▸ **SET TASK**:
Copy the entries below word for word, beginning at the line containing "Query: wooden stair step" and continuing through the line containing "Outline every instance of the wooden stair step.", and reproduce only those lines.
::::::::::
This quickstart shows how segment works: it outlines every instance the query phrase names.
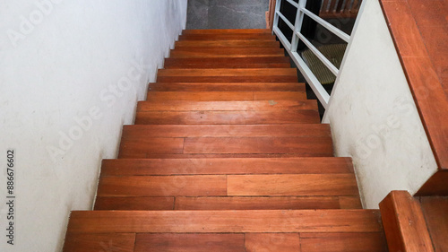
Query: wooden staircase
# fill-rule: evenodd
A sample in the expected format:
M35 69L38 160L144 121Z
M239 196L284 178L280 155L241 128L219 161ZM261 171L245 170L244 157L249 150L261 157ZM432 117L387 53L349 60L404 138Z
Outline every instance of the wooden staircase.
M387 251L267 30L185 30L64 251Z

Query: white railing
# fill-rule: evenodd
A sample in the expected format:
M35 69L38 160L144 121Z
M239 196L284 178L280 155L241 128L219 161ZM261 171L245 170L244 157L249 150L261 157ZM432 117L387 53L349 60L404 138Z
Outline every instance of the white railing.
M296 15L295 23L291 23L281 13L280 13L280 4L283 1L289 3L291 5L297 9ZM312 0L313 1L313 0ZM332 0L335 1L335 0ZM338 1L338 0L336 0ZM350 0L339 0L339 1L347 1L350 2ZM328 4L330 1L323 1L323 4ZM357 0L353 0L353 2L360 2ZM293 61L297 65L298 69L304 75L305 79L310 85L310 87L314 91L317 99L322 103L324 109L327 109L328 102L330 100L330 94L325 91L321 83L317 80L315 75L313 74L311 69L308 67L306 63L302 59L302 57L297 53L297 45L299 41L302 41L306 47L319 58L322 63L335 75L338 76L339 69L328 60L302 33L300 33L302 23L305 15L315 21L317 23L321 24L323 27L327 29L332 34L340 38L343 41L349 43L350 39L350 36L349 36L344 31L339 30L334 27L328 22L324 21L318 15L313 13L306 8L306 0L299 0L298 4L292 0L277 0L275 5L275 16L274 16L274 23L272 28L272 32L277 35L280 41L288 51ZM283 22L285 22L293 31L292 39L289 41L283 32L279 29L279 21L281 19Z

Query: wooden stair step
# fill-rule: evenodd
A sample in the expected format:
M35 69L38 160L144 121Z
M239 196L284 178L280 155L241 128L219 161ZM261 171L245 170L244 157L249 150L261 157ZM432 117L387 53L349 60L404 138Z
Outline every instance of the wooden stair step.
M144 111L137 112L136 125L263 125L318 124L315 110L257 111Z
M391 192L380 209L390 251L435 251L421 206L409 192Z
M177 96L177 95L175 95ZM255 95L258 96L258 95ZM139 101L137 111L257 111L257 110L317 110L315 100L245 100L196 101L151 100Z
M103 160L101 178L109 176L348 174L349 158L228 158Z
M355 175L102 177L97 196L338 196L358 194Z
M67 239L82 233L381 231L377 210L73 211Z
M210 34L183 34L179 41L183 40L267 40L275 41L275 36L270 33L210 33Z
M170 58L190 57L267 57L284 56L285 53L279 48L177 48L171 50ZM289 66L287 66L289 67Z
M184 30L182 34L228 34L228 33L267 33L271 34L270 29L191 29Z
M298 83L155 83L151 91L306 91Z
M185 68L289 68L286 56L177 57L166 58L165 69Z
M151 137L315 136L331 137L329 125L131 125L125 126L122 142Z
M177 41L175 48L194 48L194 47L233 47L233 48L278 48L280 41L271 39L266 40L183 40Z
M306 100L305 91L148 91L146 100Z
M98 196L95 210L362 209L359 196Z
M295 68L159 69L159 83L294 83Z

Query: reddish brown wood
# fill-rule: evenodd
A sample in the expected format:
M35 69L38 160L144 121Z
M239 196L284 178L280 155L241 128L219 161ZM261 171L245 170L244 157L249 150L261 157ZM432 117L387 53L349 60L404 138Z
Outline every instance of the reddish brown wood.
M329 196L230 196L177 197L176 210L280 210L338 209L339 197Z
M303 91L149 91L147 100L306 100Z
M67 232L379 232L379 215L376 210L73 211Z
M95 200L94 210L172 210L174 197L103 197Z
M246 100L246 101L195 101L153 100L140 101L137 111L250 111L250 110L317 110L316 100Z
M434 251L420 204L408 192L391 192L380 209L390 251Z
M317 124L315 110L148 111L137 112L136 125Z
M183 40L275 40L271 33L216 33L216 34L184 34L179 36Z
M164 68L288 68L290 65L286 56L177 57L165 59Z
M245 252L244 234L137 234L135 252Z
M191 137L184 153L323 153L333 155L330 137Z
M353 174L228 175L228 196L356 196Z
M267 57L284 56L285 52L279 48L177 48L171 50L171 58L191 57ZM289 67L289 66L287 66Z
M448 251L448 197L421 197L420 202L435 251Z
M298 233L246 233L246 251L300 251Z
M99 196L226 196L226 176L129 176L104 177Z
M302 247L301 252L388 251L386 240L383 232L300 233L300 241Z
M304 83L150 83L151 91L306 91Z
M329 125L135 125L125 126L122 144L151 137L317 136L331 137Z
M349 158L104 160L101 177L219 174L352 173Z
M123 251L134 252L134 233L67 234L64 252Z

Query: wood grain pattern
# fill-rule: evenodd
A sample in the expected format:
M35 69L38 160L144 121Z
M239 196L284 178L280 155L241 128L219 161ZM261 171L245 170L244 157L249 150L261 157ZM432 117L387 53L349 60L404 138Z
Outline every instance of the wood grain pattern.
M135 252L245 252L244 234L137 234Z
M338 209L339 197L329 196L226 196L177 197L176 210L281 210Z
M245 238L247 252L300 251L298 233L246 233Z
M284 56L285 53L279 48L177 48L171 50L170 58L191 58L191 57L267 57ZM287 66L289 67L289 66Z
M350 158L103 160L101 177L353 173Z
M244 57L177 57L165 59L165 69L185 68L288 68L289 59L285 56L251 56Z
M317 136L331 137L329 125L134 125L125 126L122 143L150 137Z
M419 204L407 191L392 191L381 203L390 251L434 251Z
M448 251L448 197L421 197L420 202L435 251Z
M228 175L228 196L356 196L353 174Z
M300 250L301 252L388 251L386 239L383 232L300 233L300 241L302 248L302 250Z
M174 197L97 196L94 210L172 210Z
M191 137L184 153L323 153L333 155L329 137Z
M147 111L137 112L136 125L317 124L315 110L289 111Z
M150 83L155 91L306 91L304 83Z
M226 176L129 176L104 177L99 196L226 196Z
M149 91L148 101L165 100L306 100L303 91ZM272 101L273 102L273 101Z
M77 233L67 234L64 252L123 251L134 252L134 233Z
M379 232L379 218L376 210L73 211L67 232Z

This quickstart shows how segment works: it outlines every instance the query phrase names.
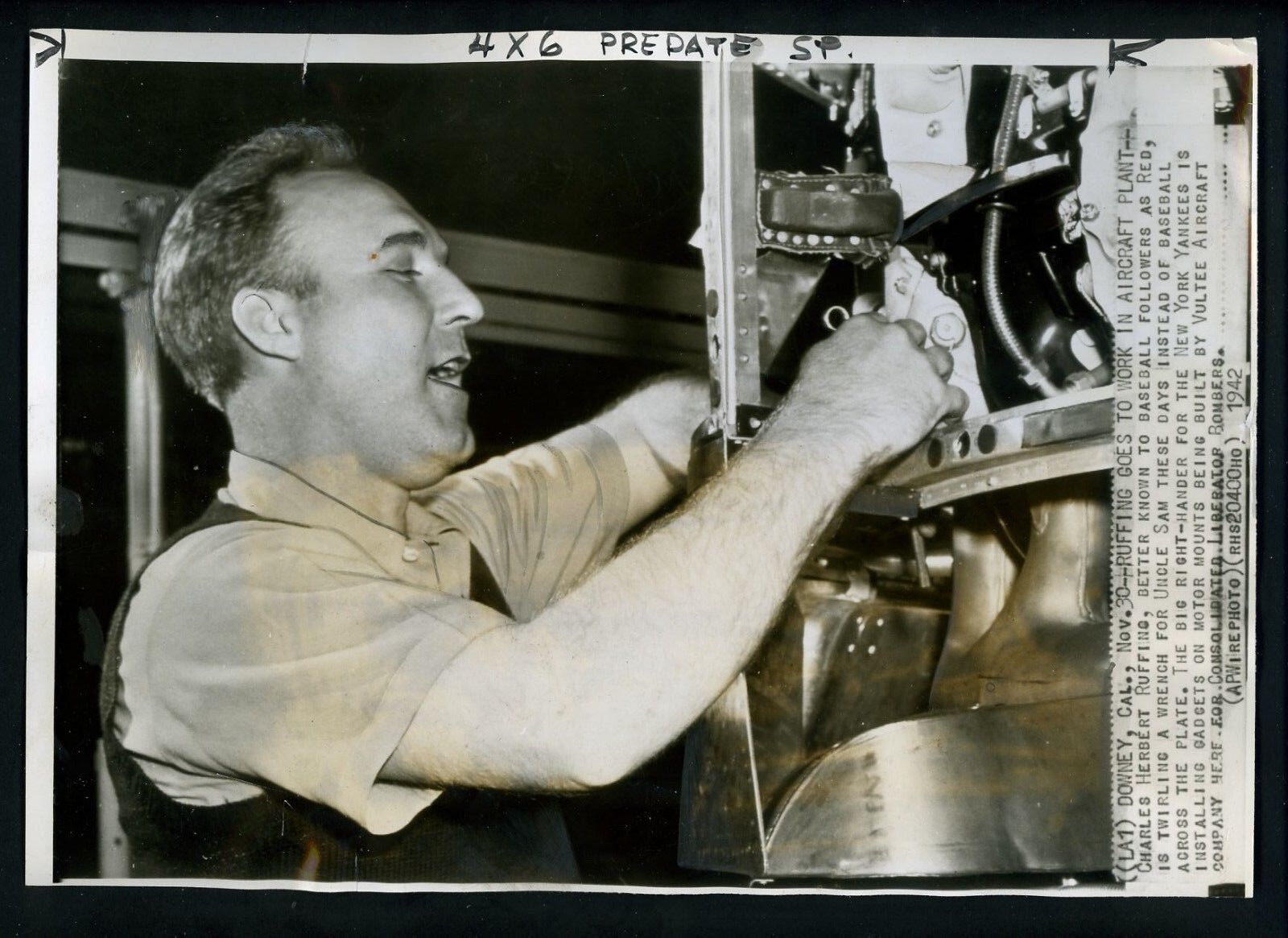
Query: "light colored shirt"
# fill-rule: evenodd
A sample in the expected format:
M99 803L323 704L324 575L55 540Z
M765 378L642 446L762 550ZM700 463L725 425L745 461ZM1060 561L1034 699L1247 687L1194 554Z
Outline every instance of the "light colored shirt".
M115 727L170 798L276 786L374 834L439 794L377 780L430 685L511 620L469 599L473 542L515 618L612 553L627 457L587 424L417 493L408 535L240 452L219 499L265 521L193 533L144 572L121 640Z

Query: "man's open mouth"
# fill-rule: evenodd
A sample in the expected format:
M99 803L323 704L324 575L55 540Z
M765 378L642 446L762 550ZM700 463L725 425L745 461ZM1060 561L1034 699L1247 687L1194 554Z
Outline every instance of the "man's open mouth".
M461 387L461 376L470 365L469 356L456 356L431 367L425 376L440 384L450 384L453 388Z

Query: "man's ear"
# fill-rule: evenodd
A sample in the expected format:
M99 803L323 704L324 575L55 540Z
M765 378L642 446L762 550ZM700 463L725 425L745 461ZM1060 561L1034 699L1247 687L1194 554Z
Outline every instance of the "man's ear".
M242 338L273 358L300 357L296 302L281 290L242 287L233 296L233 323Z

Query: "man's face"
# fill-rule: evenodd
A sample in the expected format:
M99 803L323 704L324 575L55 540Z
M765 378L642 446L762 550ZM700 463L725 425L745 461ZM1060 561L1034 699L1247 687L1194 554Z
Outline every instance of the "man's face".
M303 424L380 478L433 484L474 452L461 372L478 298L447 269L433 227L384 183L325 170L277 192L282 229L318 282L301 302L294 363Z

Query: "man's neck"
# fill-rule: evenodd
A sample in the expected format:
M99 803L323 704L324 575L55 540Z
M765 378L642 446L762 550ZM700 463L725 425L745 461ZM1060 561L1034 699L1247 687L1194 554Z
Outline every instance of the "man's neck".
M238 452L298 475L385 527L407 530L410 495L406 488L365 466L340 441L318 428L281 425L277 420L283 411L299 414L301 408L273 408L269 416L255 407L254 401L234 396L225 410Z
M352 456L270 461L372 521L399 532L407 531L407 490L363 469Z
M402 486L363 468L349 455L282 452L265 441L238 434L233 447L246 456L285 469L319 492L395 531L407 530L410 495Z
::::::::::
▸ **COMPLETE RESPONSE**:
Query: wooden stair step
# fill-rule: evenodd
A sample in the expected format:
M35 69L38 160L144 121Z
M239 196L284 178L280 155L241 128L219 161ZM261 171L245 170L244 157L249 150L261 157ZM432 117L387 53L349 60L404 138Z
Outline every instance of the wooden stair step.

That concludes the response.